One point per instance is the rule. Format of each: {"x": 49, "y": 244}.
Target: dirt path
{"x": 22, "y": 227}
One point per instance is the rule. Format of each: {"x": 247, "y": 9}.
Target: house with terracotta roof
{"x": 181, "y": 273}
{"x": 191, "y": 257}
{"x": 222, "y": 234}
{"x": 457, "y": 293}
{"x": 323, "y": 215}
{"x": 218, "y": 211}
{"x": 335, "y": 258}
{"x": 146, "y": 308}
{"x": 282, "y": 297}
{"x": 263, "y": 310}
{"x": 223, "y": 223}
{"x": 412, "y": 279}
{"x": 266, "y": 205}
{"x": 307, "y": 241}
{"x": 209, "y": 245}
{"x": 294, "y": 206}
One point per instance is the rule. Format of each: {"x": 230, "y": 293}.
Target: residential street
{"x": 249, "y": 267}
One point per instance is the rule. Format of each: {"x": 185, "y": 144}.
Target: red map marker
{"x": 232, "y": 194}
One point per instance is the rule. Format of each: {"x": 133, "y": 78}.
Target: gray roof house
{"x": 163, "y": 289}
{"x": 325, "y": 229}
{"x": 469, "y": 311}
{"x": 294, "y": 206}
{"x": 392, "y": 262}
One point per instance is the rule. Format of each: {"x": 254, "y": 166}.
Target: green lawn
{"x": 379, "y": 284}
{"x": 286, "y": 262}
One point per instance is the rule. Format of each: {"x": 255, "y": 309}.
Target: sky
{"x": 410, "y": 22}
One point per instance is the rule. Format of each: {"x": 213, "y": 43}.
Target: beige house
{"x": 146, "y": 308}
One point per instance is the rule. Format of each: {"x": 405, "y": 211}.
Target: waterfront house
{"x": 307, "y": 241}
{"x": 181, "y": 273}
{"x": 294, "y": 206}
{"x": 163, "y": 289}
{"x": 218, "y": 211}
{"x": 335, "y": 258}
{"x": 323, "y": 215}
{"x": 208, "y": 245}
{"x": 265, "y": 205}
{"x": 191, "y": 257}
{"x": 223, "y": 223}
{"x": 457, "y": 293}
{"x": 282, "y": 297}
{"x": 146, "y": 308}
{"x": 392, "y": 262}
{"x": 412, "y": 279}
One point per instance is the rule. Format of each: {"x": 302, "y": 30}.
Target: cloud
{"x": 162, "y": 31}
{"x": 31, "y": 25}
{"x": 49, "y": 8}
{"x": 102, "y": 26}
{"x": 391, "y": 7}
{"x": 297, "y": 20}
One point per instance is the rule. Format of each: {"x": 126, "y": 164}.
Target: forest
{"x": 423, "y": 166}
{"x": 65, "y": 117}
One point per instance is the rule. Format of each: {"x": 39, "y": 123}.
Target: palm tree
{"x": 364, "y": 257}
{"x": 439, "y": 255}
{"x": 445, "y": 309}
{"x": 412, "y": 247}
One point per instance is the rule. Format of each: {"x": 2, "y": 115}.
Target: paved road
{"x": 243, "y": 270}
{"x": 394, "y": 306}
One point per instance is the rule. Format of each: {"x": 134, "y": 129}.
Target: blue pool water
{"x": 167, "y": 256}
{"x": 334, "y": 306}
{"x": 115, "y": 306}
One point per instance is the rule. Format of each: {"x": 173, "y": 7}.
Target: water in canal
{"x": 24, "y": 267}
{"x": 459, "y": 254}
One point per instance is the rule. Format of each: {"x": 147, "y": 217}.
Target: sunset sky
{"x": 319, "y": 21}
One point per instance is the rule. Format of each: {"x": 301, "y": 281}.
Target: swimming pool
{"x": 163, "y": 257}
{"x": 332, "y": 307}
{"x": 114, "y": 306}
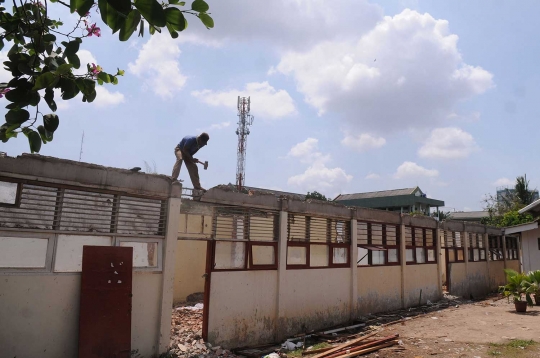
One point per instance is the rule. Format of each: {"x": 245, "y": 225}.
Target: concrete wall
{"x": 459, "y": 286}
{"x": 421, "y": 284}
{"x": 478, "y": 278}
{"x": 496, "y": 275}
{"x": 39, "y": 311}
{"x": 314, "y": 299}
{"x": 531, "y": 251}
{"x": 189, "y": 268}
{"x": 243, "y": 308}
{"x": 379, "y": 289}
{"x": 514, "y": 265}
{"x": 40, "y": 314}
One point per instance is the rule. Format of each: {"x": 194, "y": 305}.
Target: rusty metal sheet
{"x": 105, "y": 312}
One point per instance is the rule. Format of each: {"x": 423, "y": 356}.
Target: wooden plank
{"x": 346, "y": 344}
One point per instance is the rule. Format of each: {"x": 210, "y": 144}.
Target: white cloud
{"x": 407, "y": 72}
{"x": 317, "y": 176}
{"x": 265, "y": 99}
{"x": 364, "y": 141}
{"x": 372, "y": 176}
{"x": 410, "y": 169}
{"x": 448, "y": 143}
{"x": 157, "y": 65}
{"x": 5, "y": 76}
{"x": 467, "y": 117}
{"x": 284, "y": 23}
{"x": 307, "y": 152}
{"x": 105, "y": 98}
{"x": 504, "y": 182}
{"x": 86, "y": 57}
{"x": 215, "y": 126}
{"x": 321, "y": 178}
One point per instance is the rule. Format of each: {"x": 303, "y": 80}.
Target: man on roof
{"x": 184, "y": 151}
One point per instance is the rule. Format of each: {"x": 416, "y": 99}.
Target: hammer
{"x": 203, "y": 163}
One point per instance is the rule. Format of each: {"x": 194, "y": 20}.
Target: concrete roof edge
{"x": 92, "y": 176}
{"x": 532, "y": 205}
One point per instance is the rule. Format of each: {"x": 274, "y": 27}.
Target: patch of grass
{"x": 513, "y": 349}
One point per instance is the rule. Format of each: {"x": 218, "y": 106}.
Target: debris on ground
{"x": 186, "y": 334}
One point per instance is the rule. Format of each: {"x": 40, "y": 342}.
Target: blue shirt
{"x": 189, "y": 144}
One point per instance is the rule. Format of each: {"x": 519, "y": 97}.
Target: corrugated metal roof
{"x": 460, "y": 215}
{"x": 375, "y": 194}
{"x": 531, "y": 207}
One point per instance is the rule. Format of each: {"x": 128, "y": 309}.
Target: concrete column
{"x": 354, "y": 269}
{"x": 169, "y": 255}
{"x": 282, "y": 271}
{"x": 438, "y": 256}
{"x": 486, "y": 245}
{"x": 504, "y": 251}
{"x": 465, "y": 241}
{"x": 402, "y": 261}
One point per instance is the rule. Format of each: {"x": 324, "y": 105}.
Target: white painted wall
{"x": 39, "y": 314}
{"x": 531, "y": 251}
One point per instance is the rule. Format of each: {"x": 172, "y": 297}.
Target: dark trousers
{"x": 193, "y": 170}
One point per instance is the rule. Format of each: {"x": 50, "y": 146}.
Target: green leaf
{"x": 110, "y": 16}
{"x": 17, "y": 116}
{"x": 45, "y": 80}
{"x": 49, "y": 99}
{"x": 207, "y": 20}
{"x": 34, "y": 139}
{"x": 85, "y": 85}
{"x": 130, "y": 25}
{"x": 122, "y": 6}
{"x": 199, "y": 6}
{"x": 63, "y": 69}
{"x": 175, "y": 18}
{"x": 51, "y": 122}
{"x": 34, "y": 98}
{"x": 173, "y": 33}
{"x": 104, "y": 77}
{"x": 152, "y": 11}
{"x": 81, "y": 6}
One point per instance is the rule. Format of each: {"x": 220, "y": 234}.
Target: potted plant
{"x": 534, "y": 281}
{"x": 517, "y": 286}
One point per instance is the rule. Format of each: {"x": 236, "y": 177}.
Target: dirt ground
{"x": 489, "y": 328}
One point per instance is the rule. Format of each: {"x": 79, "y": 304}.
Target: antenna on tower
{"x": 80, "y": 153}
{"x": 244, "y": 121}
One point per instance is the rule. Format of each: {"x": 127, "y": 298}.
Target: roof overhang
{"x": 533, "y": 207}
{"x": 521, "y": 228}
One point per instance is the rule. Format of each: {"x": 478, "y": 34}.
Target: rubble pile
{"x": 186, "y": 334}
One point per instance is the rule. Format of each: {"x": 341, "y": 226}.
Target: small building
{"x": 470, "y": 216}
{"x": 406, "y": 200}
{"x": 530, "y": 238}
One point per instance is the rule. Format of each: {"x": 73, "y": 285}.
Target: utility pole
{"x": 245, "y": 119}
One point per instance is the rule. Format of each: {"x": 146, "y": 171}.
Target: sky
{"x": 347, "y": 96}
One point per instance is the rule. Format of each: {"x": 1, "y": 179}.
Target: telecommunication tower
{"x": 244, "y": 121}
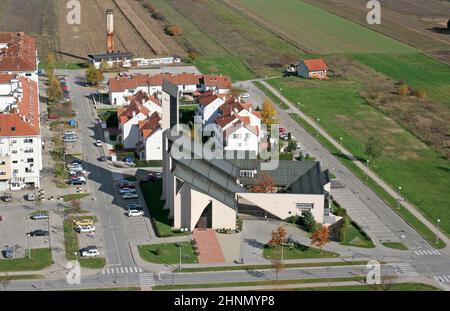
:::
List each line in the items above that contains the word "tower", copying every such line in full.

Target: antenna on tower
Target: telecommunication tower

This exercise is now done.